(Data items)
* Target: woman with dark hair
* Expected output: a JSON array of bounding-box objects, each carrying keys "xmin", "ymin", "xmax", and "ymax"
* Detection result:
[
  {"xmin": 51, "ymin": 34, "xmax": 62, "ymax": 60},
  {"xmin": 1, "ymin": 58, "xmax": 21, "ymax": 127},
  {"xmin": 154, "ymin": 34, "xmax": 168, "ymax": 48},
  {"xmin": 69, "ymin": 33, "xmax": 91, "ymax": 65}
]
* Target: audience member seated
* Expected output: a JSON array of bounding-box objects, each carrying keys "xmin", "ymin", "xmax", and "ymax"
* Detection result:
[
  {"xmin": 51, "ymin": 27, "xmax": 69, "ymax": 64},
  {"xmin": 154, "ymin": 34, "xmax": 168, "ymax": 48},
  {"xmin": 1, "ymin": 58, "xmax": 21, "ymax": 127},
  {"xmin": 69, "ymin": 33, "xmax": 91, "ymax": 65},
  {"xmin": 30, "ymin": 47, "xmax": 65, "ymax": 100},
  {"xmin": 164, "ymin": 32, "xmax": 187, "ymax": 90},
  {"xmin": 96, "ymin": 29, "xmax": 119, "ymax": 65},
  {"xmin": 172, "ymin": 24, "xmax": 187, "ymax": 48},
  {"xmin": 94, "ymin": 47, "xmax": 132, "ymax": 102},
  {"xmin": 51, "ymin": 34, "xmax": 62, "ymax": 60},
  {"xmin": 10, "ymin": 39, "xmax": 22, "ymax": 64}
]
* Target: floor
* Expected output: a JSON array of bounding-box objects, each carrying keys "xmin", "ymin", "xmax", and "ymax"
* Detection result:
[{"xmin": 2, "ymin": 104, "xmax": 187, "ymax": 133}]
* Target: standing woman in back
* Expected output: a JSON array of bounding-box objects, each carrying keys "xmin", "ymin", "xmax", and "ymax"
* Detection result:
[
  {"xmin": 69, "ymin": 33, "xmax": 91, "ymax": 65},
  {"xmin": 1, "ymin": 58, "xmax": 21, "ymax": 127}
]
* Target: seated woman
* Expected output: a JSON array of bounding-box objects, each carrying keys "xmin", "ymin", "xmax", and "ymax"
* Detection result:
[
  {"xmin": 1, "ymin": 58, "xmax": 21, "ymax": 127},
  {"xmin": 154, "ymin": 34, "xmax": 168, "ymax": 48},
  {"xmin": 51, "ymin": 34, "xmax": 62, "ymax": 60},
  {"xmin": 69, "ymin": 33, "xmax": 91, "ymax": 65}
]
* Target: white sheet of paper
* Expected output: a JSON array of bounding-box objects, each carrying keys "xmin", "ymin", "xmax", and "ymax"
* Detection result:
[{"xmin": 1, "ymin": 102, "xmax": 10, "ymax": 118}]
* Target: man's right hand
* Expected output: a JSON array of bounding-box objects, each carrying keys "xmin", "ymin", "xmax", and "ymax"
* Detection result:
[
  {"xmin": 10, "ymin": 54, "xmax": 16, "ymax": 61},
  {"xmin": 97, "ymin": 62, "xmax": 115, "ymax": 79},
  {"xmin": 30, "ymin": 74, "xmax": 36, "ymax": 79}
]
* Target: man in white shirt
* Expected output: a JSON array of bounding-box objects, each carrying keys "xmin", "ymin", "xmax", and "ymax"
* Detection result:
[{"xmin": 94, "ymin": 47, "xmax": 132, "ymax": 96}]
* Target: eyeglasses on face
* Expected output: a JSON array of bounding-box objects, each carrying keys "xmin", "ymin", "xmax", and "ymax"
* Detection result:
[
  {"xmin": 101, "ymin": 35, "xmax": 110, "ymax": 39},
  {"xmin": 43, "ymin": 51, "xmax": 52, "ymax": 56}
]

### Set task
Reproduce every one of the lines above, character for character, with nothing changed.

### Final result
* Target: woman with dark hair
* Expected output: a JSON array of bounding-box objects, each carrying keys "xmin", "ymin", "xmax", and "ymax"
* Detection result:
[
  {"xmin": 51, "ymin": 34, "xmax": 62, "ymax": 60},
  {"xmin": 1, "ymin": 58, "xmax": 21, "ymax": 127},
  {"xmin": 154, "ymin": 34, "xmax": 168, "ymax": 48},
  {"xmin": 69, "ymin": 33, "xmax": 91, "ymax": 65}
]
* Target: audience member seated
* Expected output: a JSON array of bounding-box objects, each carrying keys "xmin", "ymin", "xmax", and "ymax"
* Detection result:
[
  {"xmin": 51, "ymin": 27, "xmax": 69, "ymax": 64},
  {"xmin": 154, "ymin": 34, "xmax": 168, "ymax": 48},
  {"xmin": 1, "ymin": 58, "xmax": 21, "ymax": 127},
  {"xmin": 69, "ymin": 33, "xmax": 91, "ymax": 65},
  {"xmin": 30, "ymin": 47, "xmax": 65, "ymax": 100},
  {"xmin": 164, "ymin": 32, "xmax": 187, "ymax": 90},
  {"xmin": 96, "ymin": 29, "xmax": 119, "ymax": 65},
  {"xmin": 172, "ymin": 24, "xmax": 187, "ymax": 48},
  {"xmin": 94, "ymin": 47, "xmax": 132, "ymax": 102},
  {"xmin": 51, "ymin": 34, "xmax": 62, "ymax": 60},
  {"xmin": 10, "ymin": 39, "xmax": 22, "ymax": 64}
]
* Target: floor
* Expected output: a JSON array of bounding-box objects, each carrying keys "xmin", "ymin", "xmax", and "ymax"
* Detection result:
[{"xmin": 2, "ymin": 104, "xmax": 187, "ymax": 133}]
* Target: standing woman in back
* Expected output: a JSON array of bounding-box objects, each carrying keys "xmin", "ymin", "xmax", and "ymax"
* Detection result:
[
  {"xmin": 69, "ymin": 33, "xmax": 91, "ymax": 65},
  {"xmin": 1, "ymin": 58, "xmax": 21, "ymax": 127}
]
* Target: seated woman
* Expected output: a JSON array of bounding-box objects, each carrying keys "xmin", "ymin", "xmax", and "ymax"
* Detection result:
[
  {"xmin": 1, "ymin": 58, "xmax": 21, "ymax": 127},
  {"xmin": 154, "ymin": 34, "xmax": 168, "ymax": 48},
  {"xmin": 51, "ymin": 34, "xmax": 62, "ymax": 60},
  {"xmin": 69, "ymin": 33, "xmax": 91, "ymax": 65}
]
* Target: white sheet of paper
* Expected output: a JSON array of bounding-box objects, each carrying keys "xmin", "ymin", "xmax", and "ymax"
* Detection result:
[{"xmin": 1, "ymin": 102, "xmax": 10, "ymax": 118}]
* Target: man's right hand
* Expected output: a JSON array of bounding-box objects, each carrying keys "xmin", "ymin", "xmax", and "ymax"
* Detection result:
[
  {"xmin": 10, "ymin": 54, "xmax": 16, "ymax": 61},
  {"xmin": 97, "ymin": 62, "xmax": 115, "ymax": 79},
  {"xmin": 30, "ymin": 74, "xmax": 36, "ymax": 79}
]
* Target: man in white shirt
* Expected output: a JSON array of bounding-box objects, each carrying keys "xmin", "ymin", "xmax", and "ymax"
* Detection result:
[{"xmin": 94, "ymin": 47, "xmax": 132, "ymax": 96}]
* Target: eyeglasses on face
* Expected output: a JSON array of bounding-box objects, each carrying keys "xmin", "ymin", "xmax", and "ymax"
* Detection result:
[
  {"xmin": 101, "ymin": 35, "xmax": 110, "ymax": 39},
  {"xmin": 43, "ymin": 51, "xmax": 52, "ymax": 56}
]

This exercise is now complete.